Copies of all lines containing the string "stone" are needed from the data below.

**Supplied information**.

=== Begin Enclosure ===

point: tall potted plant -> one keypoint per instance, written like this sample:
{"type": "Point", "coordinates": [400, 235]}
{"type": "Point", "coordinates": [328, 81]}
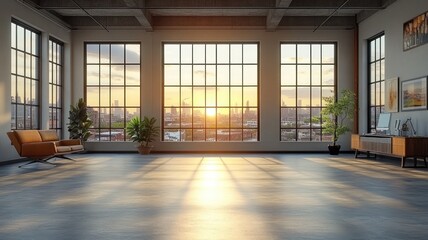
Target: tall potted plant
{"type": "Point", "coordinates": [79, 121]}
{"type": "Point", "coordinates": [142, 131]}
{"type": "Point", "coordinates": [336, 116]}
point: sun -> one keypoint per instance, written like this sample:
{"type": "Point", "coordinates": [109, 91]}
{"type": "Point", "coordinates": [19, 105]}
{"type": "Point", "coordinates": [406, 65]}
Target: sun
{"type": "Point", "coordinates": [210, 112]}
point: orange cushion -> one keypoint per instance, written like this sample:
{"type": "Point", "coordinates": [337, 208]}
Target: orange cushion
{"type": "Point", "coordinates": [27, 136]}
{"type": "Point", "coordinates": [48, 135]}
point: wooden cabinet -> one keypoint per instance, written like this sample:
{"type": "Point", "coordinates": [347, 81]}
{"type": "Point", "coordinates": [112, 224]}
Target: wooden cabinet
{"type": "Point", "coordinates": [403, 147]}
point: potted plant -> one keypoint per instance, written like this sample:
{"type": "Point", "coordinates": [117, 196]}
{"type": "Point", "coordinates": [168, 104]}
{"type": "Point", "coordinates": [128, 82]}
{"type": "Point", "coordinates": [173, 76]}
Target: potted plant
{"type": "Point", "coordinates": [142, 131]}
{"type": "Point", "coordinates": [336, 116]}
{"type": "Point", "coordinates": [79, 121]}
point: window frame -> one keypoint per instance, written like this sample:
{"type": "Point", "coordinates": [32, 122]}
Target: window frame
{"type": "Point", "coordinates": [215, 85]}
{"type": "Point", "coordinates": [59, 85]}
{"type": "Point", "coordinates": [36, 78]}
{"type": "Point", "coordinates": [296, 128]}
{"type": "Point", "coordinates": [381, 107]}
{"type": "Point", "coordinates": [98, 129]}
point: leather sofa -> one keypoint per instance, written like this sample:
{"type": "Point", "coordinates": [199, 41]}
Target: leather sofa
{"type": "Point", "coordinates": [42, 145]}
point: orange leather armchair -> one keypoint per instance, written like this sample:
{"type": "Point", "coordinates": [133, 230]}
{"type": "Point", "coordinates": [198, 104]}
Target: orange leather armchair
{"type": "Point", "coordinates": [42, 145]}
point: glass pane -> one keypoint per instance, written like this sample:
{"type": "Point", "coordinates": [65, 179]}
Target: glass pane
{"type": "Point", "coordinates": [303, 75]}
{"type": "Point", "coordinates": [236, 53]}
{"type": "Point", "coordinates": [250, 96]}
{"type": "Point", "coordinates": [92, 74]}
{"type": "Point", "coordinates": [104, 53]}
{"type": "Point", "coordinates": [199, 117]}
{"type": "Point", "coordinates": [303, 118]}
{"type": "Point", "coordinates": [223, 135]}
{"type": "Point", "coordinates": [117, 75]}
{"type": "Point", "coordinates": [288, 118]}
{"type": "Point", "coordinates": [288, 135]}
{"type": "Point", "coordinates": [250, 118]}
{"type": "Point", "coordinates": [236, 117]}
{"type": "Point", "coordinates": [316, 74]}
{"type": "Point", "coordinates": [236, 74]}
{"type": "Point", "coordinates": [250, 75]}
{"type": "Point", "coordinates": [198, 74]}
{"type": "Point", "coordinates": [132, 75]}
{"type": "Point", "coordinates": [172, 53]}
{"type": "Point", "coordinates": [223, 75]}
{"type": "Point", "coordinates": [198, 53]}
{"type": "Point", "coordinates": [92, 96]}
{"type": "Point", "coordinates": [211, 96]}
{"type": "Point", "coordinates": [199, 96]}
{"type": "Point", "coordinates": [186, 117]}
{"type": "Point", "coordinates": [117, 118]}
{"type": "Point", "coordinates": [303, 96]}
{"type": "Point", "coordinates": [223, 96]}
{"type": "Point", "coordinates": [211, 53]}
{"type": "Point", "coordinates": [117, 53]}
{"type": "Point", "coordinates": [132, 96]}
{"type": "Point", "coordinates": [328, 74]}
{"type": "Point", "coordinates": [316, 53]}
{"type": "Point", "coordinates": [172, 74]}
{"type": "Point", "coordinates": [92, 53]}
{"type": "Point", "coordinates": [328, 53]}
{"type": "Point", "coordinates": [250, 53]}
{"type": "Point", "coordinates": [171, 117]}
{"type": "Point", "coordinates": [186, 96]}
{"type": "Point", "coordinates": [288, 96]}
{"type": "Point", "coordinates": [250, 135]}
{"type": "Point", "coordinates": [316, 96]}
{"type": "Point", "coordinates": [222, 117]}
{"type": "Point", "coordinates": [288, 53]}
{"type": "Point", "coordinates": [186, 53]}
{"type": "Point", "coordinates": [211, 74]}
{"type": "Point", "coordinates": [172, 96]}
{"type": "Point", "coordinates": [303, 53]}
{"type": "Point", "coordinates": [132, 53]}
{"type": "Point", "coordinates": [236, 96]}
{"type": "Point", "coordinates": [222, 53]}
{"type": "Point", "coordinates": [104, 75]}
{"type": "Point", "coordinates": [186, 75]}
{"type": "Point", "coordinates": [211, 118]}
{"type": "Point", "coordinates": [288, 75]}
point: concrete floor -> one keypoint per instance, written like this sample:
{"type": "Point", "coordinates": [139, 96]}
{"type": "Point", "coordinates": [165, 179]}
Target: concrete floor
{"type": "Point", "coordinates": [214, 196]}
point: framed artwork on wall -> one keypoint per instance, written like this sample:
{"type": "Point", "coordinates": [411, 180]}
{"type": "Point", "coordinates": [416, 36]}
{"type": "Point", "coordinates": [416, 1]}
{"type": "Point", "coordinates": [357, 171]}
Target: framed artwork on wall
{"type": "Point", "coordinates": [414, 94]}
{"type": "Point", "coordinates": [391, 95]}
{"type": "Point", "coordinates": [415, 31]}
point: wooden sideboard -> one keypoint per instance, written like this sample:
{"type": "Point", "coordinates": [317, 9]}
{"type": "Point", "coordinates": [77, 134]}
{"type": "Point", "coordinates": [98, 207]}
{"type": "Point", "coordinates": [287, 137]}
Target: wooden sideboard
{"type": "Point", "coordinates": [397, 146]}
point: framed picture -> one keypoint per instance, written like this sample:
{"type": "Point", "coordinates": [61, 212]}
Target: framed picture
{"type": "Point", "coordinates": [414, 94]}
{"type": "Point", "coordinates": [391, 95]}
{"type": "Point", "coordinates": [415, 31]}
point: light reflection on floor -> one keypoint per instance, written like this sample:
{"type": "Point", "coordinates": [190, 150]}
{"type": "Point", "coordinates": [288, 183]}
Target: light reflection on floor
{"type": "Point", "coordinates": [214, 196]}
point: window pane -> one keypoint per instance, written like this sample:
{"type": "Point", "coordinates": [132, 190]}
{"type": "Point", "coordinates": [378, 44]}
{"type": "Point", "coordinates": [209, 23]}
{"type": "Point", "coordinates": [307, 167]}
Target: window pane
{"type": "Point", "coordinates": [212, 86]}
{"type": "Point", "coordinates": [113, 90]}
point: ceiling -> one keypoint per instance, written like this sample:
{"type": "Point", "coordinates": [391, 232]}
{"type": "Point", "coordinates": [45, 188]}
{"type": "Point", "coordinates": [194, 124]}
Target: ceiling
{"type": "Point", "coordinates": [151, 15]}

=== End Enclosure ===
=== Begin Enclosure ===

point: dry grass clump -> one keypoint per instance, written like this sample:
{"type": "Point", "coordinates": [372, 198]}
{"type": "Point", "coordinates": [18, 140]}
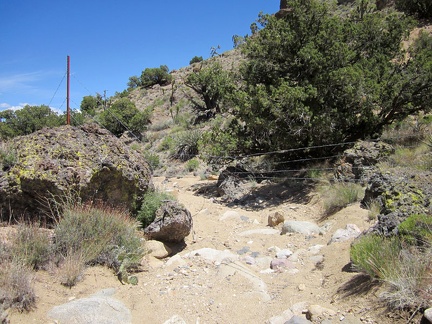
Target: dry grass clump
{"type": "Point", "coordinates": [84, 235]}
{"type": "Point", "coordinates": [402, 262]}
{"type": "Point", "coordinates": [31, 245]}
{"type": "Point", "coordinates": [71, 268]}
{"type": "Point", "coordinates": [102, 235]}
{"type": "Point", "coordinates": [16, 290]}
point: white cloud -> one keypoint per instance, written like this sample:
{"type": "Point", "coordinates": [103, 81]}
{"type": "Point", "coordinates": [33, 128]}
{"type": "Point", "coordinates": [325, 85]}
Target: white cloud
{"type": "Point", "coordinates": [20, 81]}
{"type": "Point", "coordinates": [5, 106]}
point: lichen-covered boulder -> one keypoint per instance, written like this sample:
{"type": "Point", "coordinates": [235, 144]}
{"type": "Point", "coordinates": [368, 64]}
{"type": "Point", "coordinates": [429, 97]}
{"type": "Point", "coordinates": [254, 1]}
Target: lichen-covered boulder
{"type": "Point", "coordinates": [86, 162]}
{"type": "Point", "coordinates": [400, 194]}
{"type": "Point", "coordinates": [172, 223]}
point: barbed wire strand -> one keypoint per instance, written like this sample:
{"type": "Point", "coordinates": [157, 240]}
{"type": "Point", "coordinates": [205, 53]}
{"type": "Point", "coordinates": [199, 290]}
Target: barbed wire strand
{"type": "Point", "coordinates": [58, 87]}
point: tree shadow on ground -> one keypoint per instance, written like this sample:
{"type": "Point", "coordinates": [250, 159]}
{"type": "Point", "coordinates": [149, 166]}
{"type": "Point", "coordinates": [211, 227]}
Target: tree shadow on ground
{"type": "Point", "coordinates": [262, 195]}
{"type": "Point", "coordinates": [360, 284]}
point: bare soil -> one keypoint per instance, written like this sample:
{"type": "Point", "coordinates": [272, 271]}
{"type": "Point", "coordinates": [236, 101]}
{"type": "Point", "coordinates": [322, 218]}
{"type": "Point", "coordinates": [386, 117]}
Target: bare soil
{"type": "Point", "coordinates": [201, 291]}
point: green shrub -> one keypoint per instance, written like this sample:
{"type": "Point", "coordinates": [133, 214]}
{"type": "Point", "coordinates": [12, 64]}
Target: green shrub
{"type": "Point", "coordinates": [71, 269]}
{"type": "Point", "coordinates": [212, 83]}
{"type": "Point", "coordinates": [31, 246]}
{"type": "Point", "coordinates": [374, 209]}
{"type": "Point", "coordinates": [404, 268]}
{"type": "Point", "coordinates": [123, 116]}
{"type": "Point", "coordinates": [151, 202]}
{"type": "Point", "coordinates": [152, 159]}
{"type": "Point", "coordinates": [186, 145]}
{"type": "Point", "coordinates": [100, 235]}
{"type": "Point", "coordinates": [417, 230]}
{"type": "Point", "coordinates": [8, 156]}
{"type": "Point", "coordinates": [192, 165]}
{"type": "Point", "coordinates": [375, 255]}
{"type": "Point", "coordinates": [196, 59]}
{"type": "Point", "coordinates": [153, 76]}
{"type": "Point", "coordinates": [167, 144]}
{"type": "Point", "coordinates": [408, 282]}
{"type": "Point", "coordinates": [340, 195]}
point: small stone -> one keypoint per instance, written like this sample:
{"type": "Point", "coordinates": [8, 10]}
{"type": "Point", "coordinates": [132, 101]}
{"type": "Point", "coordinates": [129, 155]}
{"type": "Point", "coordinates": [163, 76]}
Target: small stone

=== End Enclosure ===

**Answer box**.
point: small stone -> one keypoint per instance, written like this sample:
Target: small stone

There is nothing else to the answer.